■ **Extract to read**:

━━━━

Member of the Michigan House of Representatives from the 5th district
- In office January 1, 2019 – December 31, 2022
- Preceded by: Fred Durhal III
- Succeeded by: Natalie Price

Personal details
- Born: August 19, 1958 (age 67) Detroit, Michigan
- Party: Democratic
- Alma mater: Wayne County Community College Walsh College

= Cynthia A. Johnson =

American politician (born 1958)

Cynthia A. Johnson (born August 19, 1958) is an American politician who served as a member of the Michigan House of Representatives from the 5th district from 2019 to 2022.

== Early life and education ==
Johnson was born on August 19, 1958, in the city of Detroit, Michigan. She graduated from Frank Cody High School. She was certified as a paralegal by the American Institute for Paralegal Studies. She earned an associate degree from Wayne County Community College and a bachelor’s degree in business management from Walsh College.

== Career ==
Johnson ran for office in the Michigan House of Representatives five times before being elected on November 6, 2018, as the representative from District 5. Since 2013, Johnson has hosted the radio show, StandUp Now with Cynthia A. Johnson. Johnson currently serves as Chaplain of the Michigan Legislative Black Caucus. During the beginning of her term, Johnson served on three committees: the Families, Children, and Seniors committee, the Agriculture committee, and as the Minority Chair of House Oversight.

━━━━

■ **Given information**:
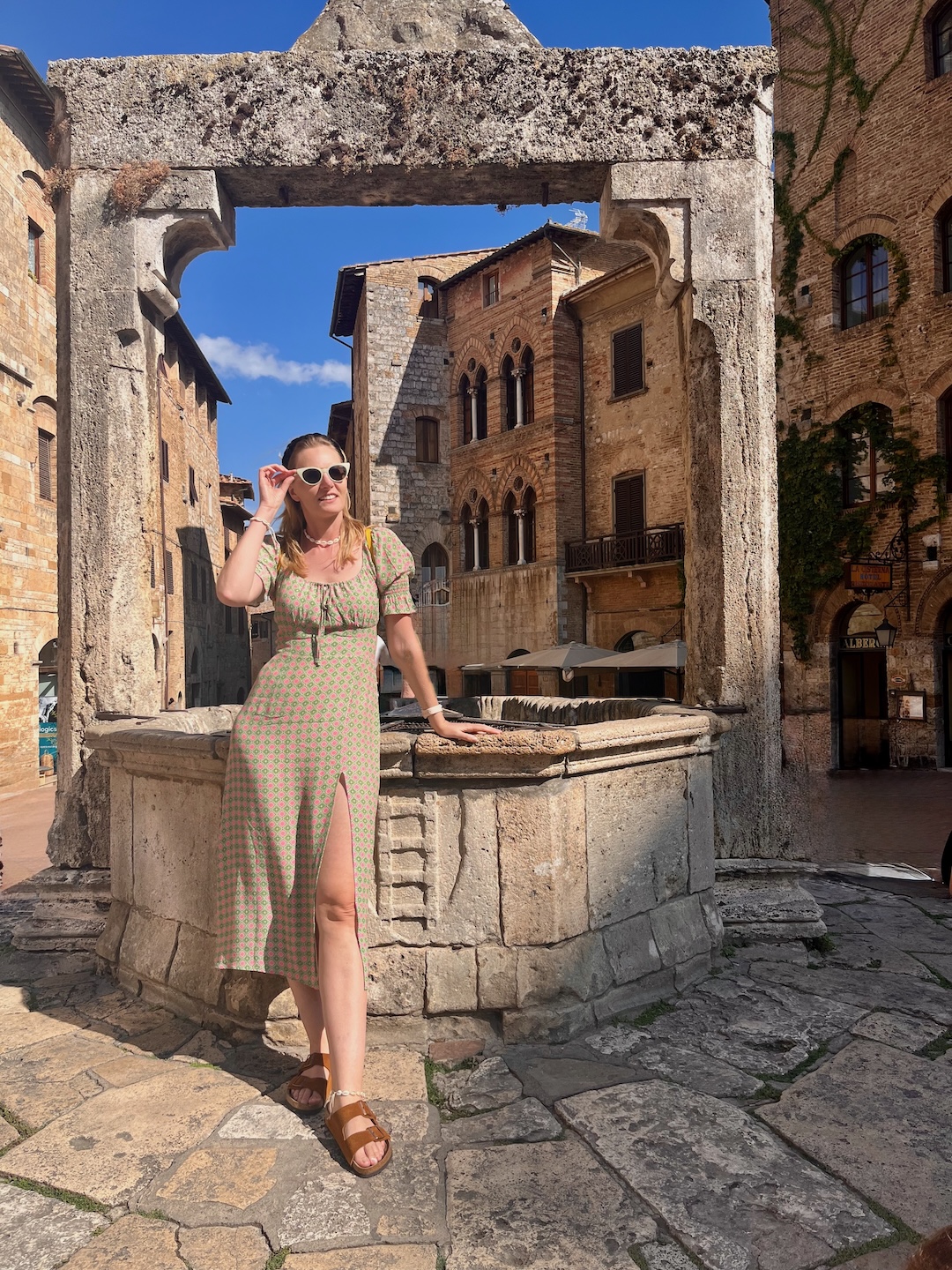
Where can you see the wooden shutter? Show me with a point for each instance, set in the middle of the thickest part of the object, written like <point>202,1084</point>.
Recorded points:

━━━━

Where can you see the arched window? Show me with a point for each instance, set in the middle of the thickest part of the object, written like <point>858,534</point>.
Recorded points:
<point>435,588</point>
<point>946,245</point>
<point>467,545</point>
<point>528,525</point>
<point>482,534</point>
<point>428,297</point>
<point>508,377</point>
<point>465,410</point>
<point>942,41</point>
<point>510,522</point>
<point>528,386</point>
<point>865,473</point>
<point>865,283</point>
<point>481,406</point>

━━━━

■ **Set task 1**:
In one to three sentences and using the biography of Cynthia A. Johnson, explain how she came to hold the District 5 seat in the Michigan House of Representatives.
■ **Set task 2**:
Decide whether each statement agrees with the biography of Cynthia A. Johnson. Answer yes or no for each, and quote the deciding words from the biography. (a) Johnson earned her bachelor's degree from Wayne County Community College. (b) Natalie Price succeeded Johnson in the 5th district seat. (c) Johnson has hosted a radio show since 2013.

■ **Exercise answer 1**:
After running for the Michigan House of Representatives five times, Johnson was elected on November 6, 2018, as the representative from District 5. She then held the seat from January 1, 2019, to December 31, 2022.

■ **Exercise answer 2**:
(a) No: "a bachelor’s degree in business management from Walsh College"
(b) Yes: "Succeeded by: Natalie Price"
(c) Yes: "Since 2013, Johnson has hosted the radio show"